### Problems
- 1) Reproduce the passage of the Saudi payments guide word for word, beginning at "Measured July 2026" and stopping after "when we don't)".
- 2) In the Saudi payments guide, what cap applies to mada transaction fees?

### Given text
Measured July 2026 with each page fetched directly; word counts are estimates from extracted body text.

Where this guide might be biased

We are a web development company. When a reader decides they need an online store with a properly integrated checkout, we benefit, so weigh our enthusiasm for custom builds accordingly. Some counterweights we will state plainly: a shop that never sells online has no reason to talk to us; a bank terminal solves it. A freelancer is fully served by payment links. For tiny stores testing an idea, a hosted platform beats a custom build on cost, and we say the same in our platform comparisons. We also did not independently verify each provider's current promotional pricing. Only the regulated mada caps and the SAMA figures carry primary-source links here, and market ranges are labeled as ranges.

How Ijjad fits in (and when we don't)

Ijjad builds custom websites and custom e-commerce systems for businesses across Saudi Arabia, Jordan, and the GCC: 10+ years of experience, 20+ government and enterprise digital products shipped, including work spanning 10+ Saudi ministries. Payments are where that experience concentrates: checkout architecture, gateway integration through the PAYGATE-5 lens, and ZATCA-ready invoicing wired into custom web development for the Saudi market.

Written by Karam Abdalqader, founder of Ijjad, an Amman-based digital product team (Shmeisani, Amman, Jordan; +962 79 565 0502; Sun–Thu 9 AM–6 PM) that builds conversion-focused websites and custom e-commerce for SMEs and founders across Jordan, Saudi Arabia, and the GCC.

If your next step is picking a gateway, use the free finder. If your next step is a store that converts mada-carrying customers instead of leaking them at checkout, that is the conversation we are built for. Reach the team through the contact page and you will get an answer from an engineer, not a sales script.

FAQ: accepting payments as a Saudi small business

How can a small business accept card payments in Saudi Arabia?

Three routes: a mada POS terminal from an acquiring bank, a SoftPOS app that turns an NFC Android phone into a terminal, or an online gateway checkout and payment links from a SAMA-licensed provider. Most businesses need a commercial registration and a business bank account to onboard with any of them.

What is the cheapest way to accept payments in Saudi Arabia?

For in-person sales, mada is the cheapest regulated rail: fees are capped at 0.80% per transaction with a SAR 40 maximum, far below typical 2.5–3.5% international card rates. For online sales without a website, payment links carry no build cost: you pay only the gateway's per-transaction rate.

### Given material
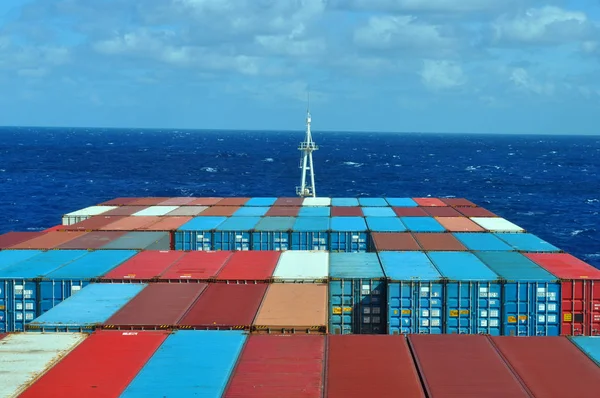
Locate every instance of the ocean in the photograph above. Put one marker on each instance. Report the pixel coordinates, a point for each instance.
(549, 185)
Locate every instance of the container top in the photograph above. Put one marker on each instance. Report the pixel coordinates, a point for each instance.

### Expected outputs
- 1)
Measured July 2026 with each page fetched directly; word counts are estimates from extracted body text.

Where this guide might be biased

We are a web development company. When a reader decides they need an online store with a properly integrated checkout, we benefit, so weigh our enthusiasm for custom builds accordingly. Some counterweights we will state plainly: a shop that never sells online has no reason to talk to us; a bank terminal solves it. A freelancer is fully served by payment links. For tiny stores testing an idea, a hosted platform beats a custom build on cost, and we say the same in our platform comparisons. We also did not independently verify each provider's current promotional pricing. Only the regulated mada caps and the SAMA figures carry primary-source links here, and market ranges are labeled as ranges.

How Ijjad fits in (and when we don't)

- 2) Mada fees are capped at 0.80% per transaction, with a SAR 40 maximum.